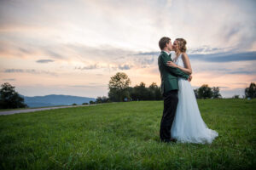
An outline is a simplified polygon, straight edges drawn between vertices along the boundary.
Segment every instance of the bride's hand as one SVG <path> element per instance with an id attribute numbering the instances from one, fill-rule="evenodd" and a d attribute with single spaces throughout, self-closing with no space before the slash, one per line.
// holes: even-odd
<path id="1" fill-rule="evenodd" d="M 167 65 L 168 66 L 172 66 L 172 67 L 177 67 L 177 65 L 175 65 L 172 61 L 167 61 Z"/>

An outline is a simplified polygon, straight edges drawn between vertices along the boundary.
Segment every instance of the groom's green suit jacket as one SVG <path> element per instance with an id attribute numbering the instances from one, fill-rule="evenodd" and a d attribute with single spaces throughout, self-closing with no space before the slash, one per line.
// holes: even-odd
<path id="1" fill-rule="evenodd" d="M 161 76 L 161 94 L 170 90 L 178 90 L 177 76 L 188 79 L 189 76 L 178 68 L 167 65 L 167 61 L 172 61 L 171 56 L 161 51 L 158 57 L 158 66 Z"/>

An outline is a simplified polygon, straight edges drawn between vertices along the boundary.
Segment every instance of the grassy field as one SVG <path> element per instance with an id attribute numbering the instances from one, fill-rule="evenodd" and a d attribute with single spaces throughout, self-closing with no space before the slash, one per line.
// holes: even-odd
<path id="1" fill-rule="evenodd" d="M 212 144 L 163 144 L 162 101 L 0 116 L 0 169 L 256 169 L 256 100 L 198 100 Z"/>

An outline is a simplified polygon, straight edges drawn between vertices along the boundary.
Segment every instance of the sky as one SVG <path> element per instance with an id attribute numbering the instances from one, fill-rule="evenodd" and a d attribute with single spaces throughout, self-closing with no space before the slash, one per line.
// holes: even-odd
<path id="1" fill-rule="evenodd" d="M 256 82 L 253 0 L 0 0 L 0 83 L 25 96 L 108 96 L 125 72 L 131 87 L 160 85 L 158 42 L 183 37 L 193 88 L 244 95 Z"/>

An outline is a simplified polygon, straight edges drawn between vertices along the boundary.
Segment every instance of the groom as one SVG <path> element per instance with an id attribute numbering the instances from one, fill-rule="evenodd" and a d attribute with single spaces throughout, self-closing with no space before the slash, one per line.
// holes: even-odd
<path id="1" fill-rule="evenodd" d="M 181 70 L 168 66 L 167 61 L 172 61 L 170 52 L 172 50 L 171 38 L 162 37 L 159 41 L 159 47 L 161 53 L 158 57 L 158 66 L 161 76 L 161 94 L 164 99 L 164 110 L 160 124 L 160 137 L 162 142 L 175 142 L 171 138 L 171 128 L 174 120 L 177 105 L 177 76 L 191 80 Z"/>

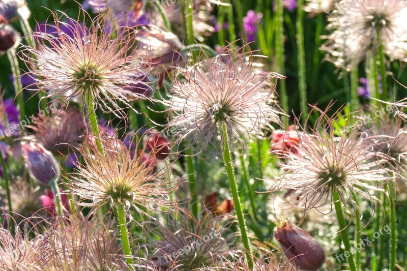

▶ **Problem to solve**
Pull out each line above that contains the word "instances", and copy every one of them in full.

▶ **Solution for this task**
Segment every instance of the bride's hand as one SVG <path> element per instance with an id attribute numbering the instances from one, fill-rule="evenodd" and a d attribute with single spaces throughout, self-closing with no space before the slash, one per line.
Segment every instance of the groom's green suit jacket as one SVG <path> element per instance with an id attribute numbering the instances from one, fill-rule="evenodd" and a d attribute with single spaces throughout, self-closing with no space before the slash, one per line.
Segment every instance of the grassy field as one SVG <path> element per instance with an id attribute numbering the instances from one, fill-rule="evenodd" and a d attribute with single spaces throughout, self-closing with no space before the slash, one per line.
Segment every instance of the sky as one SVG <path> element per instance with an id attribute numbering the instances from one, fill-rule="evenodd" and a d attribute with single spaces throughout, self-closing with no space before the slash, one per line.
Segment every instance of the groom as one SVG <path> element per instance with an id attribute numbering the instances from one, fill-rule="evenodd" and a d attribute with single spaces throughout, self-closing with no space before the slash, one per line.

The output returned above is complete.